SHORT PROBLEM:
Transcribe word for word the lines spanning the line with "Where in this photo can the green stalk" through the end of the records.

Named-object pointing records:
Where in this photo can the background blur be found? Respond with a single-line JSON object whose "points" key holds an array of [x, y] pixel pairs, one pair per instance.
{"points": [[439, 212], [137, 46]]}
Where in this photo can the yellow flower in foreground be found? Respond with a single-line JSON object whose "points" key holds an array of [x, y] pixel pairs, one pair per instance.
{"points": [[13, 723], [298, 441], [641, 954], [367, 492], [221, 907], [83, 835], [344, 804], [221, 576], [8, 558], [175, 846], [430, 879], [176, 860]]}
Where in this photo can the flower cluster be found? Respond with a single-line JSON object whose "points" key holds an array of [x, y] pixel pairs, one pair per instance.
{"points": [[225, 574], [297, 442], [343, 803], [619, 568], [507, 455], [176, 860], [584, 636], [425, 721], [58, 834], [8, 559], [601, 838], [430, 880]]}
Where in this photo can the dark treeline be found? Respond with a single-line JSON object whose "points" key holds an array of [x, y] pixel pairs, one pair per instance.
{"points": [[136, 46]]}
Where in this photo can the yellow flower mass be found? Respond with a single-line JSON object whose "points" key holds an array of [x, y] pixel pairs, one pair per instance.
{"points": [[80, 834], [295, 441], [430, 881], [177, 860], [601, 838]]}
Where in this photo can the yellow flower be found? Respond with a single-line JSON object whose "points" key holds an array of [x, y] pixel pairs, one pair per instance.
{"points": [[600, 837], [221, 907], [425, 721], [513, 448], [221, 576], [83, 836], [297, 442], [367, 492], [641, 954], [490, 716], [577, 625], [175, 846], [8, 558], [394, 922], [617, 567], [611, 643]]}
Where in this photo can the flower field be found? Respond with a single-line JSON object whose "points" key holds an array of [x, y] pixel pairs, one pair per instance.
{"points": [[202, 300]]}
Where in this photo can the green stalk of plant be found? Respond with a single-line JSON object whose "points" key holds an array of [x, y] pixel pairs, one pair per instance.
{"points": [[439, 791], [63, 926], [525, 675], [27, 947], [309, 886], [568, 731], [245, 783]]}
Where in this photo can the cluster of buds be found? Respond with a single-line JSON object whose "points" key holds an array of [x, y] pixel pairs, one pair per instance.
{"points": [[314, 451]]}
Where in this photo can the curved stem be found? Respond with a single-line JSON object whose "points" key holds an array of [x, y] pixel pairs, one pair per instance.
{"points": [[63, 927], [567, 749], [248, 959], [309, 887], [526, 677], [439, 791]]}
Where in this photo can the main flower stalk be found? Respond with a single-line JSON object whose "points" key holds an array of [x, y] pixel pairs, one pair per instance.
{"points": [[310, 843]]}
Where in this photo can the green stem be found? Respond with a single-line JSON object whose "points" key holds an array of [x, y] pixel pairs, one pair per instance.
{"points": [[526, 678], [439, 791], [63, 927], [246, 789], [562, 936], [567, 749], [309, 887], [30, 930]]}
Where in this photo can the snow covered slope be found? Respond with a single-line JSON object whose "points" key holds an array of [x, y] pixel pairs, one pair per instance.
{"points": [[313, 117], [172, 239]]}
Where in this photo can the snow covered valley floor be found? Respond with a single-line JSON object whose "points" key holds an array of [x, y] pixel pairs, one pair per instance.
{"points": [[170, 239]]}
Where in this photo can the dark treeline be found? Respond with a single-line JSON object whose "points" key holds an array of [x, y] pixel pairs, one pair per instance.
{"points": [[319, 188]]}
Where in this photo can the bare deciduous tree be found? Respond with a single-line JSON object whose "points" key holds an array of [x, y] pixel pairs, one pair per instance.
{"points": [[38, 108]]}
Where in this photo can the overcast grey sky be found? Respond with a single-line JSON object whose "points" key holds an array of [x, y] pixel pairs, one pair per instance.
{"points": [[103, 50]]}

WRITTEN ANSWER:
Where in this photo can the green stalk of plant be found? Respond with a single-line JSON object whose "points" key holds an array of [x, y] pixel pairs, one pair per instance.
{"points": [[439, 791], [63, 926], [525, 675], [27, 947], [309, 886], [568, 731], [245, 783]]}
Where in this photo can the cluster of buds be found? Respond with a single-line JSON object whose "points" key holds an array of [x, y] pixel pairs, one pair per instance.
{"points": [[314, 451]]}
Where in this photo can the curved stem be found? Respond with a single-line JSON object whose "points" key holds an array of [x, y] pixel pairs, one pair per instance.
{"points": [[63, 927], [567, 749], [248, 959], [309, 887], [526, 677], [439, 791]]}
Where in this photo can the main flower stalk be found? Respond with a single-line JSON object whose "points" key holds an array of [x, y] pixel pairs, one pair per instance.
{"points": [[310, 843]]}
Where in this photo can the green stem be found? Respond with a single-line JSON object whose "points" key holds an array of [x, y] pixel pairs, one pair per instance.
{"points": [[526, 678], [439, 791], [63, 927], [246, 789], [562, 936], [567, 749], [309, 887], [30, 930]]}
Where in this photo can the snow covered slope be found? Respond with a single-line JSON object whose "points" key holds an array of [x, y] pixel pairs, one pair per instance.
{"points": [[313, 117], [172, 239]]}
Where in this photo can the snow covered valley floor be found? Respond with a single-line JSON object whose "points" key holds an array of [x, y] pixel pairs, one pair per instance.
{"points": [[170, 239]]}
Where in this photo can the dark treeline be found? Respond with a single-line JSON object whose "points" key holds an array of [x, y] pixel pairs, one pair per instance.
{"points": [[319, 188]]}
Where in this photo can the bare deciduous tree be found? Respond with a single-line JSON object whose "points" key holds an array of [x, y] pixel pairs, one pair per instance.
{"points": [[38, 108]]}
Where in this photo can the overcast grey sky be found? Respond with a single-line JSON object whose "points" key holds an array of [x, y] pixel pairs, one pair per instance.
{"points": [[103, 50]]}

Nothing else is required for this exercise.